>> start
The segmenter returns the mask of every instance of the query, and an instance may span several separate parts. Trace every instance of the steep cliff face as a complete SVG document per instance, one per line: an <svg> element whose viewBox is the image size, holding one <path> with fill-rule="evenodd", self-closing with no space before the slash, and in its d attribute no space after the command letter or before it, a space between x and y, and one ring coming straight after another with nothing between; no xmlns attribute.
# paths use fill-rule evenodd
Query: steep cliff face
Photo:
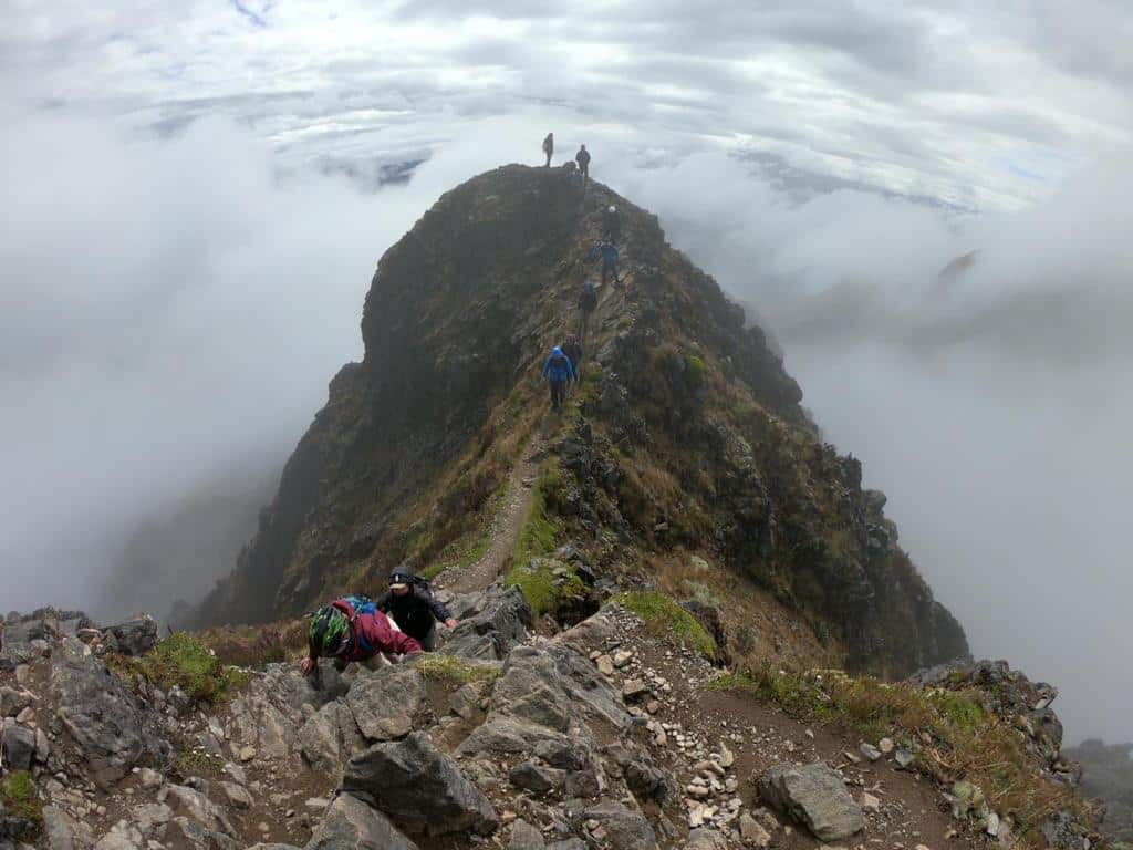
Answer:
>> end
__Job__. Copy out the entries above word for word, but leave out the picture.

__Task output__.
The segmenter returns the mask of every instance of the query, and an instance may span several separate parts. Trace every instance of the steep cliff face as a complete SVG document per instance, one per line: an <svg> element whose viewBox is the image size, holding one <path> with fill-rule="evenodd", self-closing with no space before the slash, and in its d attribute no space after the command letter or before it, a space between x and y, and one ring coming straight after another with nothing between; no xmlns attribute.
# paths use fill-rule evenodd
Query: steep cliff face
Photo:
Answer:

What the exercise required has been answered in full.